═════ DATA SHOWN

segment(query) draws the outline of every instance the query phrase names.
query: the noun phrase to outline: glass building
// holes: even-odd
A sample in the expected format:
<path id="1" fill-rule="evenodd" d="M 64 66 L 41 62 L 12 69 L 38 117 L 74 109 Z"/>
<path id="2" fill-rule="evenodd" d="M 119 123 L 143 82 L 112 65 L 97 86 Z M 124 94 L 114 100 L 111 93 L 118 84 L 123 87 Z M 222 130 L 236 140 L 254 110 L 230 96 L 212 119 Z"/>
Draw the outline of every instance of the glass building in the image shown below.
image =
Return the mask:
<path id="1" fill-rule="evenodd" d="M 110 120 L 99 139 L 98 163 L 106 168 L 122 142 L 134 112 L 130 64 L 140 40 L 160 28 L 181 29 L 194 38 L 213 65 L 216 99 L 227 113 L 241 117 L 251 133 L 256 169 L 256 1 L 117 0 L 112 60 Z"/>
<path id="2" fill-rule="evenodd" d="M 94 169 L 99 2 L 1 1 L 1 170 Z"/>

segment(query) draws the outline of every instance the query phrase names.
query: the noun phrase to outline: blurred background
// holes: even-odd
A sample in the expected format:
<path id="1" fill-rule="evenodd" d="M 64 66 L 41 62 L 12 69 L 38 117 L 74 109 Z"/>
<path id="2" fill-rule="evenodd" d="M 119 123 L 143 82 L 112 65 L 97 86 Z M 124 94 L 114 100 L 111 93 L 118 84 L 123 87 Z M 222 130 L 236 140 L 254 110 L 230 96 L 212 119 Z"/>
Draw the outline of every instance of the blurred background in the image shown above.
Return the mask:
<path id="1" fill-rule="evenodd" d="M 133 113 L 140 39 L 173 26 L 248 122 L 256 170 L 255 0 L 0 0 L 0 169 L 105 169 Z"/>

══════════

▶ _TASK GOAL_
Which lines of the listing contain the word "image"? Pull out every one of them, treating uppercase and lowercase as different.

▶ _WORKED ANSWER_
Draw the outline of every instance of the glass building in the image shown below.
image =
Draw the outline of every instance of the blurred background in the image shown above.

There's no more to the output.